## ACTIVITY:
Each entry below is to be returned exactly, with any pictures left out.

(Point-per-instance localization data)
◆ ◆ ◆

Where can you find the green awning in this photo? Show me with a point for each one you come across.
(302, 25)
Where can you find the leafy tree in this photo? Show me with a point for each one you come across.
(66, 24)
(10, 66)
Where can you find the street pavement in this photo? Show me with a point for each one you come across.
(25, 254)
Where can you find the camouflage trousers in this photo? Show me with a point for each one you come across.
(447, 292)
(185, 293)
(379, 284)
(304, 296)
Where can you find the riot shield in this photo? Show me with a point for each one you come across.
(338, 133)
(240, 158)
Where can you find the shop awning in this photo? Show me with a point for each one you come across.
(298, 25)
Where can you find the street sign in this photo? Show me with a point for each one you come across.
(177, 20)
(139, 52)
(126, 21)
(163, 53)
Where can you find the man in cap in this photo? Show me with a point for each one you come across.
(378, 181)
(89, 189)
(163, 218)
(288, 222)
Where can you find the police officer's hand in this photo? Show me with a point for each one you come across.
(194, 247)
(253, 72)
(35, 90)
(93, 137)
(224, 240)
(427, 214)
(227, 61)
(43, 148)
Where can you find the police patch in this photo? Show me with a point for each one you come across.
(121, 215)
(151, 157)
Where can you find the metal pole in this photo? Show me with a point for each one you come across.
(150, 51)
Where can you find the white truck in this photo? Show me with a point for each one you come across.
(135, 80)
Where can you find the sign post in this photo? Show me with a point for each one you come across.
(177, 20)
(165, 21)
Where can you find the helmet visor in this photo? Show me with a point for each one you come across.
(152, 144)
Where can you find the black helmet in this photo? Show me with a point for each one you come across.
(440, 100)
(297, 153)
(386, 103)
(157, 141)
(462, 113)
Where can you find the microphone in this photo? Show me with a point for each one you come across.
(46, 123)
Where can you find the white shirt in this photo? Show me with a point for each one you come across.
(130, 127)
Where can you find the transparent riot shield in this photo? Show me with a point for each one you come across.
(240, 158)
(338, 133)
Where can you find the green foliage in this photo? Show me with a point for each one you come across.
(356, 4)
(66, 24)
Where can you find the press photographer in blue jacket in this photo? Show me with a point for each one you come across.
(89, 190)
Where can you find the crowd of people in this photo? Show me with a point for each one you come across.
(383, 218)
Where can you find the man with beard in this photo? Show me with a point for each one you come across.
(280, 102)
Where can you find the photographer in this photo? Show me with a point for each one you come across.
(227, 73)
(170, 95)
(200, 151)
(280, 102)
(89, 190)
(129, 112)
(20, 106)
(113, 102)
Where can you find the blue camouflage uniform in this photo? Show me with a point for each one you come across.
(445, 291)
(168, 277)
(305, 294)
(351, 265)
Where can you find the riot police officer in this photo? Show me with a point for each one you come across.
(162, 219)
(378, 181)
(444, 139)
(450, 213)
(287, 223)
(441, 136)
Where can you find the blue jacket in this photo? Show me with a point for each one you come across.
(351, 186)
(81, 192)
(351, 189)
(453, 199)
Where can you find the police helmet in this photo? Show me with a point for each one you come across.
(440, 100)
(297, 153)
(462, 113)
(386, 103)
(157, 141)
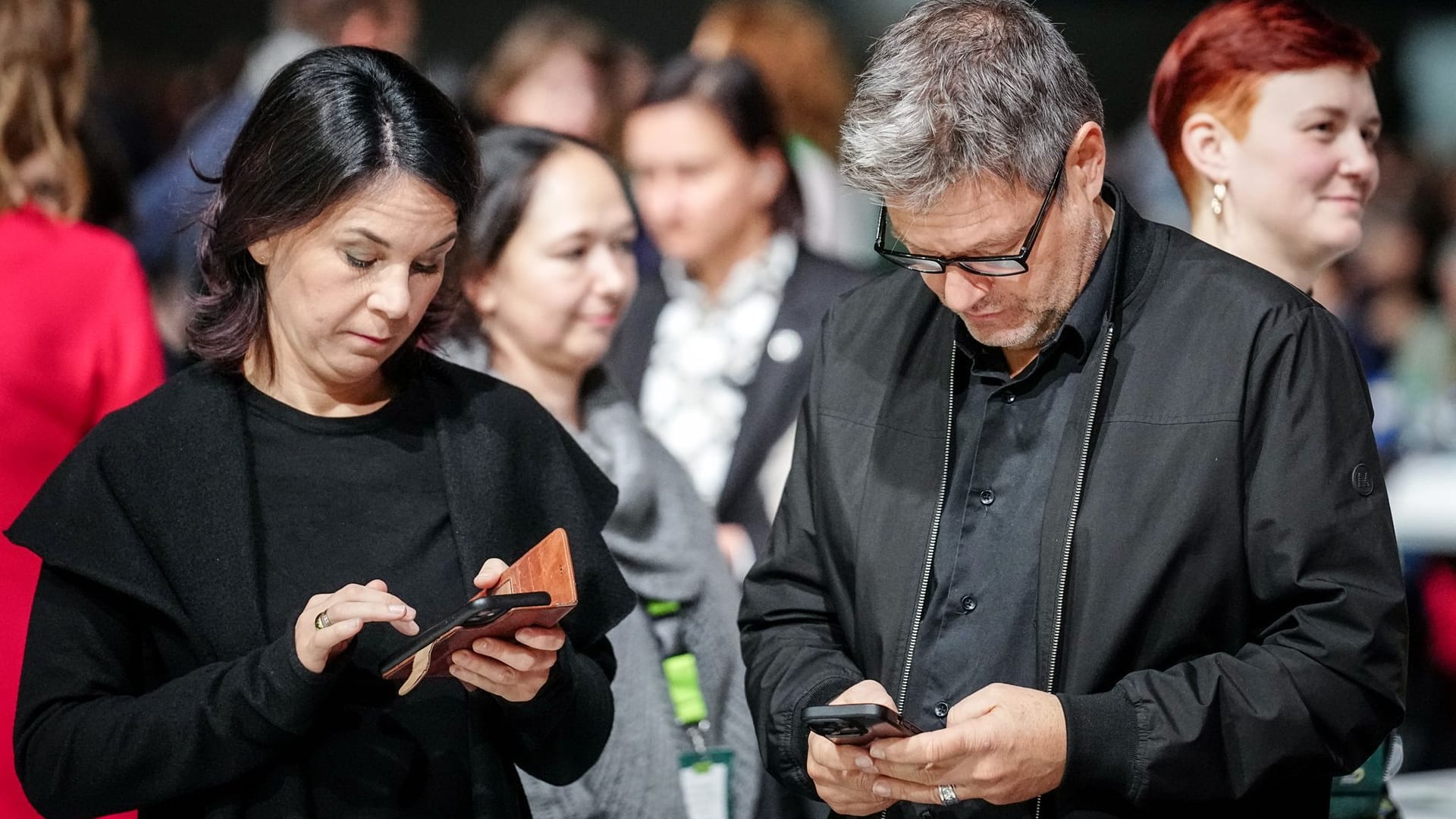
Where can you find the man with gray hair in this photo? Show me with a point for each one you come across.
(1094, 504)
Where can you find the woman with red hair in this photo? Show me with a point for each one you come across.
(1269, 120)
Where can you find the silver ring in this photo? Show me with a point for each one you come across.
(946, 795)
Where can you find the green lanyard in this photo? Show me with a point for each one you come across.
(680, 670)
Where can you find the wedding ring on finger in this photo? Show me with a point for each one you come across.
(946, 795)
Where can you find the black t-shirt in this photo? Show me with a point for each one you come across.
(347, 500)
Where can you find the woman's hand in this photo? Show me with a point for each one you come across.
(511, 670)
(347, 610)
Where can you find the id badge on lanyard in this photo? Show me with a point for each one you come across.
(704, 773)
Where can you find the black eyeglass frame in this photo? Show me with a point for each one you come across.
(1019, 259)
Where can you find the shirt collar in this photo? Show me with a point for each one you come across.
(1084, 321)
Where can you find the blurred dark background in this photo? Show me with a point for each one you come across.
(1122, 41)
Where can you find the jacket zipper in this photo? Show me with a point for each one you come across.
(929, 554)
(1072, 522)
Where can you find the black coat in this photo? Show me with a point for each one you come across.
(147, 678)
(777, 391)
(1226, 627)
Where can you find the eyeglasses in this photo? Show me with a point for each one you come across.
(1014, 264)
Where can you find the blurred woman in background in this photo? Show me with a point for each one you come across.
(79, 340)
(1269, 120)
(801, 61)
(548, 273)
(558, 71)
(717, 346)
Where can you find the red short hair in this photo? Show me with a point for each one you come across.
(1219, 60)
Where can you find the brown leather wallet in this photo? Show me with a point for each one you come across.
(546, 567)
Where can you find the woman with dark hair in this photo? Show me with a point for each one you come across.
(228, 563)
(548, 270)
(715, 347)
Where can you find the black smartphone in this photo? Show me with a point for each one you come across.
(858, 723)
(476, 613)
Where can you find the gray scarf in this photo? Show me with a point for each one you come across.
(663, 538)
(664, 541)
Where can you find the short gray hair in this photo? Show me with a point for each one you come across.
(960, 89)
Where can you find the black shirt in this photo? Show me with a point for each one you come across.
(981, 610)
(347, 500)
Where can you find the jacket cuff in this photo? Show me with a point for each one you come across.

◆ ◆ ◆

## RESPONSE TO THE EXERCISE:
Where can you find the green awning in this photo? Show me with a point for each one you come across.
(302, 25)
Where can you find the leafy tree in this photo? Show me with a point for each one you come across.
(66, 24)
(10, 66)
Where can you find the street pavement in this photo? Show me with a point for each one you come across.
(25, 254)
Where can you find the camouflage trousers in this photo? Show me with a point for each one you come across.
(447, 292)
(185, 293)
(379, 284)
(304, 296)
Where can you find the riot shield in this photo? Show me with a point for each one you come across.
(338, 133)
(240, 158)
Where can you find the shop awning in this photo? Show me with a point for each one you come across.
(298, 25)
Where can you find the street sign in this photo? Show me with a point for each one you come across.
(177, 20)
(139, 52)
(126, 21)
(163, 53)
Where can you find the man in cap in this photo? Show me with a point for each one you come across.
(378, 181)
(89, 189)
(163, 218)
(288, 222)
Where can you find the police officer's hand in this photo? Show me with a point for each one you come across.
(194, 247)
(253, 72)
(35, 90)
(93, 137)
(224, 240)
(427, 214)
(227, 61)
(43, 148)
Where can you find the police patch in this photo? Show me with a point for each one you come across.
(121, 215)
(151, 157)
Where can you find the metal pole in this photo? Show me with a point for each one you come across.
(150, 51)
Where can you find the white truck in this photo? Show me with a point for each one you come across.
(135, 80)
Where can you find the sign post in this photo? Show me with a point for each one you come across.
(177, 20)
(165, 21)
Where can you find the helmet visor in this photo? Show me with a point for each one you come across.
(152, 144)
Where can you find the black helmet in this photo? Show me with a point for each one you come across.
(440, 100)
(297, 153)
(386, 103)
(157, 141)
(462, 113)
Where can you find the microphone in this photo? Show me with a point for each one you come across.
(46, 123)
Where can you find the white shirt in this photo? Show me with a point for each one you come across.
(130, 127)
Where can you find the transparent riot shield in this photo? Show me with a point for each one you come across.
(240, 158)
(338, 133)
Where can you find the green foliage in this photo? Show me with a point for each one you come across.
(356, 4)
(66, 24)
Where can you find the press photographer in blue jacket in this photo? Show me with a point for each one you come across.
(89, 190)
Where can you find the crowd of people in this photo? Show me with a point for each one you come across.
(383, 218)
Where can you find the man with beard in this photo? Show me with a point for each one you come across.
(280, 102)
Where can you find the photographer in this photo? Show me with a point for each one you come across.
(227, 73)
(170, 95)
(200, 151)
(280, 102)
(89, 190)
(129, 112)
(20, 106)
(113, 102)
Where can you find the blue camouflage uniform in this photo? Show me with a point for each one you come across.
(445, 291)
(168, 277)
(305, 294)
(351, 265)
Where can you find the riot police officer in this photo? Show me with a point for each one you come across.
(162, 219)
(378, 181)
(444, 139)
(450, 213)
(287, 223)
(441, 136)
Where can you find the blue jacket in this photo? Show me with a point for each one you come across.
(351, 186)
(81, 192)
(351, 189)
(453, 199)
Where can you find the police helmet in this photo? Show me with a point for each one you come across.
(440, 100)
(297, 153)
(462, 113)
(386, 103)
(157, 141)
Where can you find the man with gray hair in this photo? Show me with a point for each one you come across.
(1094, 504)
Where can you find the woman with red hair in this photo? Show me with a point for each one you come across.
(1269, 120)
Where can you find the silver ring in this photo? Show me with a point for each one you come across.
(946, 795)
Where can you find the green lanyard in this photo? Show me with a point for each one you come across.
(680, 670)
Where can you find the wedding ring on finger in this photo? Show me with a point for each one you come across.
(946, 795)
Where can you find the black t-shirt in this photo? Show me with a point for each one you come across.
(347, 500)
Where can you find the woman's hand in this photo? Show me with a point for each one you come across.
(511, 670)
(347, 610)
Where can you find the id badge on lanyard in this photo? Show me with a point for each one you come across.
(704, 773)
Where can you find the black eyeglass frame in this photo? Show me with a point for each one you come across.
(1019, 259)
Where can you find the shirt collar in this photo? Show me with a point for each one you come across.
(1084, 321)
Where can you find the blurred dark background in this photo? Show me with a point for each one you come across.
(1122, 41)
Where can you find the jacket zipper in this photo? Show me with a point for each one you come across.
(929, 554)
(1072, 522)
Where can you find the black coat in this photo? Show me with a point for each one you come across.
(147, 678)
(777, 391)
(1226, 627)
Where can you find the eyeglasses in this photo? Show me with a point for each one you come across.
(1014, 264)
Where can you find the blurred woman in background in this photo? Show me with a point for each one you come across.
(79, 340)
(1269, 120)
(801, 61)
(548, 273)
(558, 71)
(717, 346)
Where can you find the red short hair in this photo? Show me with a point for each one you come across.
(1219, 60)
Where can you find the brown leather wallet in this photo? Show me with a point for each one you come across.
(546, 567)
Where can you find the woman with dark hair in this photo? Show me with a point for each one you come across.
(228, 563)
(548, 270)
(715, 347)
Where can you find the black smartphone in this photo? Show me with a point for each one you come across.
(858, 723)
(476, 613)
Where can you find the gray scarf in this photo? Show me with a point for each one you come across.
(663, 538)
(664, 541)
Where can you find the short gray hair in this photo? Show me with a point for each one you come across.
(960, 89)
Where can you find the black shirt in this photo? Show me with a point for each one you come across.
(981, 610)
(347, 500)
Where can you find the jacket cuff in this photo? Show me with a point for each one you come across.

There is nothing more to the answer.